- Records to process -
════
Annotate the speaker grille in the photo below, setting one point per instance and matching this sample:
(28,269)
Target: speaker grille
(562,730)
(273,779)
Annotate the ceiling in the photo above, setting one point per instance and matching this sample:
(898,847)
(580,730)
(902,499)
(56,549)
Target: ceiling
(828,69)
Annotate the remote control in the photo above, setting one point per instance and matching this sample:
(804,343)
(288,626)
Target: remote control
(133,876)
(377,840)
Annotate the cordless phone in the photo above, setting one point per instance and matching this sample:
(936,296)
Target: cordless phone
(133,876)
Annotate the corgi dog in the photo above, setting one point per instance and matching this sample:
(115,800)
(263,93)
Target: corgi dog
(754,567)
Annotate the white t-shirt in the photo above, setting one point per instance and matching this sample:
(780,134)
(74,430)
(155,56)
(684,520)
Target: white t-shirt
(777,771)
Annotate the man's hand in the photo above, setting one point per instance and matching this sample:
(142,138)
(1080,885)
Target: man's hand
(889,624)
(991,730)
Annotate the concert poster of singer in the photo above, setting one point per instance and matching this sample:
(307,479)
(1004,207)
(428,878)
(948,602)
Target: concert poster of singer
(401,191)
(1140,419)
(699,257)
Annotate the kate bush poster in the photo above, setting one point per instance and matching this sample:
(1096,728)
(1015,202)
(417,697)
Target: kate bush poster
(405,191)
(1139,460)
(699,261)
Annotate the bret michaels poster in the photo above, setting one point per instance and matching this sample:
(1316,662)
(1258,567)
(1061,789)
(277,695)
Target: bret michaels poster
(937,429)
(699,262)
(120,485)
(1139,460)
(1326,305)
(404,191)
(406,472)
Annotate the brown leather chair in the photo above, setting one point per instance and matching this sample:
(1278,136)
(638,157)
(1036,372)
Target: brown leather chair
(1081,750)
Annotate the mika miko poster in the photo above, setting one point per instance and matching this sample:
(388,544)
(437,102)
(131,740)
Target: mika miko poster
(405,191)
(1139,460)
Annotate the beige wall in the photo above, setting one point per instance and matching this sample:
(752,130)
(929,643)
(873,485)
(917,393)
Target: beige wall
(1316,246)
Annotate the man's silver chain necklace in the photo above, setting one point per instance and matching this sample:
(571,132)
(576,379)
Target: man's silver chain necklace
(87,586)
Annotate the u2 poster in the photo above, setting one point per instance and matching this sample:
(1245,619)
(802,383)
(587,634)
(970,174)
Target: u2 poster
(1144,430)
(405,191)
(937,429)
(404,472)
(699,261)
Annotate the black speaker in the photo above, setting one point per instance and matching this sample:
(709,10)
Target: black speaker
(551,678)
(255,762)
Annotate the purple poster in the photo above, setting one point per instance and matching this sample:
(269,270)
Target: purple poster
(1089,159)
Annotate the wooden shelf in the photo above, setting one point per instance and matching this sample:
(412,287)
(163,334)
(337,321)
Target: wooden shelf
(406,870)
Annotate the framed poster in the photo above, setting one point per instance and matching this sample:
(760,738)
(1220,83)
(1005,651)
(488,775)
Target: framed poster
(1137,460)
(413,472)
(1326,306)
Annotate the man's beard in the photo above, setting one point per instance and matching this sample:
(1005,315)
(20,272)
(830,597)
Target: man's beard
════
- Do this -
Reproduce verbatim every line of the data from the line containing "Annotate the wooden" through the final line, inclusive.

- Answer to the task -
Annotate the wooden shelf in the photo above, setting one point per instance and matching this sample:
(412,287)
(163,334)
(337,321)
Target: wooden shelf
(406,870)
Annotate the framed poster in the photo above, setting one point per instance and matching this sample:
(760,738)
(1220,83)
(1005,651)
(488,775)
Target: framed poster
(1137,460)
(413,472)
(1326,306)
Annotate the man's beard in the photo above, setting one point per instance and matching this sample:
(1005,315)
(20,272)
(830,597)
Target: man's beard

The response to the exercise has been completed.